_Natural language region descriptions:_

::::::::

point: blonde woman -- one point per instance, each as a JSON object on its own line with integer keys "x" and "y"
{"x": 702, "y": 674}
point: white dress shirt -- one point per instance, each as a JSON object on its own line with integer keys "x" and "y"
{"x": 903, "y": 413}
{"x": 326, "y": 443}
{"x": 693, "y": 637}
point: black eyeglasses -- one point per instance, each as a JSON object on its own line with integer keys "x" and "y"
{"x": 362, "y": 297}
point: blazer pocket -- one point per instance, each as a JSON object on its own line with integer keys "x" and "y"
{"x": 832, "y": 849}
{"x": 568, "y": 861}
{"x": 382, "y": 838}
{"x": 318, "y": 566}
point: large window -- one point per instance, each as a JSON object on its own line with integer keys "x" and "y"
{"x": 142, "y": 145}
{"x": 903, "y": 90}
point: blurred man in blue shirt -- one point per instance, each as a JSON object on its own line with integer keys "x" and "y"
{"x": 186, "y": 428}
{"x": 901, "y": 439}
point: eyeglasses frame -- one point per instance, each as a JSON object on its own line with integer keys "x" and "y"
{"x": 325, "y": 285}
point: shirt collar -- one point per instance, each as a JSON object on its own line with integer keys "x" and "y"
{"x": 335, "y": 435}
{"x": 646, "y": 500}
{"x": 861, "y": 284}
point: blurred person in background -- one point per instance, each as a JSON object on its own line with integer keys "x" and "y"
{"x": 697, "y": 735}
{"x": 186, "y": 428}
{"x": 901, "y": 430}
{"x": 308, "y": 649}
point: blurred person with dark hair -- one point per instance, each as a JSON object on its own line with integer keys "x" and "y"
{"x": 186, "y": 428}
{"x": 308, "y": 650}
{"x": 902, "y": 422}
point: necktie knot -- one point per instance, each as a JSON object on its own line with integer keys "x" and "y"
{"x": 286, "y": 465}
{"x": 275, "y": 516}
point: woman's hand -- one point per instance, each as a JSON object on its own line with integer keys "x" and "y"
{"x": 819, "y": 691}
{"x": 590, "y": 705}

::::::::

_Task to complete:_ Copy exactly. Start at the line containing "point: woman's hand" and continue through the last line of the records.

_Answer space:_
point: woman's hand -- one point per instance, each as a JSON object on its own line with integer keys "x" and "y"
{"x": 819, "y": 691}
{"x": 590, "y": 705}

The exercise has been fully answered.